= Stated exercise =
Reproduce the records from the line containing "Check that each instance of the small" through the end of the records, scaling every x and y coordinate in the answers by 1.3 and rounding to whole numbers, with halves rounded up. Keep the request lines as they are.

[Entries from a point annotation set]
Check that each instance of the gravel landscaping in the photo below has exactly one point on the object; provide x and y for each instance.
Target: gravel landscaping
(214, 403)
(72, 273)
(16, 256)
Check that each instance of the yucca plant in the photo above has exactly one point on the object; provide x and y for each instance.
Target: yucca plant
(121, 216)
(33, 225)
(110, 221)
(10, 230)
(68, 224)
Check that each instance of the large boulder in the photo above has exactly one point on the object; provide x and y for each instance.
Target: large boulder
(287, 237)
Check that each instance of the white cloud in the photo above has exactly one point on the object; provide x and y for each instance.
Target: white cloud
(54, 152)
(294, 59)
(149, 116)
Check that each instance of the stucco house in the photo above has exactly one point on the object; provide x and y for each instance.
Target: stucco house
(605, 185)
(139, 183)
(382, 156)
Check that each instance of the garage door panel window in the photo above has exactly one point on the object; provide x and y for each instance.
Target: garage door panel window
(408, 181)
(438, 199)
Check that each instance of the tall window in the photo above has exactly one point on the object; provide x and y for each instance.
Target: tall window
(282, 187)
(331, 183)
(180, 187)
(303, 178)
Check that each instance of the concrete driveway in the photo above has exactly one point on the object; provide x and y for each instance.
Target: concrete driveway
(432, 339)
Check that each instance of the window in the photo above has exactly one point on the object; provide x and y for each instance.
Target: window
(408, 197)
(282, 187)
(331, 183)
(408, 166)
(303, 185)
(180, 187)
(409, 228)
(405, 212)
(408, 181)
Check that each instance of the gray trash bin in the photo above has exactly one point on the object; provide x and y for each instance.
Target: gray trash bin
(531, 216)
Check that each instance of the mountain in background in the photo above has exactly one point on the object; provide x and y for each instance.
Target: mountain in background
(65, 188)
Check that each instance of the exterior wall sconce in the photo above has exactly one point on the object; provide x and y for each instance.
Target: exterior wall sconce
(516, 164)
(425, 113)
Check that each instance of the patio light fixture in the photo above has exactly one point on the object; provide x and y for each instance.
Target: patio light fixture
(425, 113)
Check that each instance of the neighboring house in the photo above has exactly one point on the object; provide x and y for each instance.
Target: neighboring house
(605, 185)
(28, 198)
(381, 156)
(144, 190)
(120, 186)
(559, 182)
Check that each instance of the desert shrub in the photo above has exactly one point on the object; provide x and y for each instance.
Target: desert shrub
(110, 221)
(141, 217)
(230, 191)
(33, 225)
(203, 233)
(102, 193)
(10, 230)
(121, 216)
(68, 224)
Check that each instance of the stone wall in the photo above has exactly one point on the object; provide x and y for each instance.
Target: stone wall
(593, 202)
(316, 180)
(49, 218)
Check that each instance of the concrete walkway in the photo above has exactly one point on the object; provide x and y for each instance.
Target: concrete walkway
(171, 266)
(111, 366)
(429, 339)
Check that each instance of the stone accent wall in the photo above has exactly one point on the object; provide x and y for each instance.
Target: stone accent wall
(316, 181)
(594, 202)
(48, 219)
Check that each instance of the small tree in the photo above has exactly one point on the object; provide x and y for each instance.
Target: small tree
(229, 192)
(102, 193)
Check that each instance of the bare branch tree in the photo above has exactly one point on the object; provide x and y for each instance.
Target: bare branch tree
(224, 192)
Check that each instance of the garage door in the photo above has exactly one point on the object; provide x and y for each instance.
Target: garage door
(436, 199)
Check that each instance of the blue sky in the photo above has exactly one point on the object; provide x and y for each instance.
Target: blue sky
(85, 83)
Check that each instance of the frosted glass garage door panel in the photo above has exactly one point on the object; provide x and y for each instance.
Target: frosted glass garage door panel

= The solution =
Check that each instance of the small tree in the photo above has exactly one point on the object; provide x and y for each instance.
Target: small tree
(298, 250)
(133, 251)
Check that each instance of the bare branch tree in the photo above has exactly one point on the object; provide x and y for each instance.
Target: bare branch tree
(291, 250)
Check that each instance of the garage door in the photo above has exactly one point on the object; provide x and y for each instance.
Target: garage door
(567, 259)
Check that each instance of the blue sky in the photo above has exactly one point on the object; provide x and y for each instance.
Target: blue sky
(111, 108)
Check that each instance of the frosted glass garage door panel in the photo above has exactly one point on the object; provide x and y for each instance.
Target: frosted glass garage door panel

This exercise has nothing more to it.